● **What is required**:
Pick out every line of the entries below that contains the word "bare", and copy each of those lines.

● **Data for this task**:
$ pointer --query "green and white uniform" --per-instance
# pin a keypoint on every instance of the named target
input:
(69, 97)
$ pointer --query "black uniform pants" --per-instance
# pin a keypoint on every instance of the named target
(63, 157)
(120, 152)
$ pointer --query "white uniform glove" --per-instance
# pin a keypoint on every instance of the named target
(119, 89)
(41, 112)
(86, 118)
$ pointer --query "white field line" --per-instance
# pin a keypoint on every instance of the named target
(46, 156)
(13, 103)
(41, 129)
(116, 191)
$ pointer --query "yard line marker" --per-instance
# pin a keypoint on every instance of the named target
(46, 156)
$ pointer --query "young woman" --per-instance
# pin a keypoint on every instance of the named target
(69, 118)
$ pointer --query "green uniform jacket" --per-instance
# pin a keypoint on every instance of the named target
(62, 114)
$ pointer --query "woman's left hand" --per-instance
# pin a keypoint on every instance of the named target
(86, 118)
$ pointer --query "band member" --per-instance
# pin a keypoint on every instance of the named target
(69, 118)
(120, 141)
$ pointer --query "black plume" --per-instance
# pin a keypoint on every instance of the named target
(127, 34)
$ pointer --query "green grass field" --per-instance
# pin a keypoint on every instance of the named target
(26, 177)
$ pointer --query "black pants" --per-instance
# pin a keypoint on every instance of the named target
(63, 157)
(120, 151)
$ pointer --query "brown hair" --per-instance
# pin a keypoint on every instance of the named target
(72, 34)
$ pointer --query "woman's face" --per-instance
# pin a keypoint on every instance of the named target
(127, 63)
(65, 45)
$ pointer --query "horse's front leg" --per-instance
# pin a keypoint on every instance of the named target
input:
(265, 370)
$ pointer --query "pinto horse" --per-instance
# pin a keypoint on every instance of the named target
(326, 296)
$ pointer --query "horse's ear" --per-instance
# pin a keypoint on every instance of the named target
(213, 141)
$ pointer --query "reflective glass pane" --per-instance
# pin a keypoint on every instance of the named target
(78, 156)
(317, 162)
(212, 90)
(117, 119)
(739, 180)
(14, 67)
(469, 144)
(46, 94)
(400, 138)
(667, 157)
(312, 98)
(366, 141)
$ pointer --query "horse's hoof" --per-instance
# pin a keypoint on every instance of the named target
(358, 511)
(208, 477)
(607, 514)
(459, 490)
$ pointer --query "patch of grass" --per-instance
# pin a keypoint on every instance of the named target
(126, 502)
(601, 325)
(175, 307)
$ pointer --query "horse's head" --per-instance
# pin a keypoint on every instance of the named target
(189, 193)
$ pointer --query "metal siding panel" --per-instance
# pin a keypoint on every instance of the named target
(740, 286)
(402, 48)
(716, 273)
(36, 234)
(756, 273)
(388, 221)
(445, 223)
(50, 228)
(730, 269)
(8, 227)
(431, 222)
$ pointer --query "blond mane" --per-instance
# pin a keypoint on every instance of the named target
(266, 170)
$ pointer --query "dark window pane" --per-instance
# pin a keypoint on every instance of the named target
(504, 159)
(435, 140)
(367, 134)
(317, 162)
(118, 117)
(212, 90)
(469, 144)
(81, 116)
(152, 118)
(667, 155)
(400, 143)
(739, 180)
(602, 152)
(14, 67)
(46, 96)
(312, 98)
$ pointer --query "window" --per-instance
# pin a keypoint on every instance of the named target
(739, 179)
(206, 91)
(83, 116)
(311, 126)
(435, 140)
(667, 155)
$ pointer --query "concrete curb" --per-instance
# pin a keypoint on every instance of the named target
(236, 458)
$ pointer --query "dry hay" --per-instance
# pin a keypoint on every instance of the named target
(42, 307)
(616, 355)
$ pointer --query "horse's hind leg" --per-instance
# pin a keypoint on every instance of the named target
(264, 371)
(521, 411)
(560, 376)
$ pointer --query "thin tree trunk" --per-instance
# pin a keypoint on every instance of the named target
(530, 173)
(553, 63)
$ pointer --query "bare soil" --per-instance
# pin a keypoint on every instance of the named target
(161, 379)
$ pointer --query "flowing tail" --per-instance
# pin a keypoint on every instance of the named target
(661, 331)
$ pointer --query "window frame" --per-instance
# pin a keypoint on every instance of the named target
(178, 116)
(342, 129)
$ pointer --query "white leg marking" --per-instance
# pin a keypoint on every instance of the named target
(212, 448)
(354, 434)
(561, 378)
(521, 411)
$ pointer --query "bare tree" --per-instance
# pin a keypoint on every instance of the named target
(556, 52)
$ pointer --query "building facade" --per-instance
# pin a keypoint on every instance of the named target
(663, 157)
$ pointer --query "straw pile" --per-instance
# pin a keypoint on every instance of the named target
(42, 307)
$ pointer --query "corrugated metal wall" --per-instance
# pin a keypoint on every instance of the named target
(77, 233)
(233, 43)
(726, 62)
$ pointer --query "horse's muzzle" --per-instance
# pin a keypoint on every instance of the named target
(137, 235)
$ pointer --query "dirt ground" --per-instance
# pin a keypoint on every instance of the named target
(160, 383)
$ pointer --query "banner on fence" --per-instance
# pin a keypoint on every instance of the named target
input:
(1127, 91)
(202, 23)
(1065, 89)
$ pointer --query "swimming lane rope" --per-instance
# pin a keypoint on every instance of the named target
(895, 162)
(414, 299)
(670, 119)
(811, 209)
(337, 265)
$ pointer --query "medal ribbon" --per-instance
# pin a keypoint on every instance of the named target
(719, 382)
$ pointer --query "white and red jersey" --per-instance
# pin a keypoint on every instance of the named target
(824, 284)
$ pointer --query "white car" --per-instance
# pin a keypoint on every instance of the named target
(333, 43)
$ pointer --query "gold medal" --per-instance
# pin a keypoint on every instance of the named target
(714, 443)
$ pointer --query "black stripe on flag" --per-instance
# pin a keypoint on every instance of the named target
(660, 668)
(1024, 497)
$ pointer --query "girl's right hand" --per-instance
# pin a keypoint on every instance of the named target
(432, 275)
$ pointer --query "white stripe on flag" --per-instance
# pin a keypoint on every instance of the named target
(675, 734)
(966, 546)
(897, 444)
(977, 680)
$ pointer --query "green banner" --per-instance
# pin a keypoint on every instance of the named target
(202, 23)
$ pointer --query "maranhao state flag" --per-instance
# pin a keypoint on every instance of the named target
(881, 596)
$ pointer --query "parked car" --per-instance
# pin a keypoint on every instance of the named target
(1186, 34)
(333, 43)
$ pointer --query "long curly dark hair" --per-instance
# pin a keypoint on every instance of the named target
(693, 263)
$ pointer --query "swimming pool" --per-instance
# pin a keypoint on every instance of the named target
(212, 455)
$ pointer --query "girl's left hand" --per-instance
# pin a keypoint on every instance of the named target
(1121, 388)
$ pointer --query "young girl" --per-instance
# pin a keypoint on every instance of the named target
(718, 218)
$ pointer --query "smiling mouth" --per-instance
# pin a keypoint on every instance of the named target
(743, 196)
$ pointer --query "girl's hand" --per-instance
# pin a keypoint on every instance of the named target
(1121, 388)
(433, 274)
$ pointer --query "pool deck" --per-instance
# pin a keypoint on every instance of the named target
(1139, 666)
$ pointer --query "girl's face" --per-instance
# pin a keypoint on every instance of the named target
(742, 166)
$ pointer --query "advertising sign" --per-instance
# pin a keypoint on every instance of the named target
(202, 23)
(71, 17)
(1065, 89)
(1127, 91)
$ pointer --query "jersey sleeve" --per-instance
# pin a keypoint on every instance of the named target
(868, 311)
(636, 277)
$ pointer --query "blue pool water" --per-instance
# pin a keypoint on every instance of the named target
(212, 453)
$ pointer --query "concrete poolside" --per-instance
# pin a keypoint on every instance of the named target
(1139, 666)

● **In response**:
$ pointer --query "bare soil" --per-instance
$ pointer --query "bare tree" --per-instance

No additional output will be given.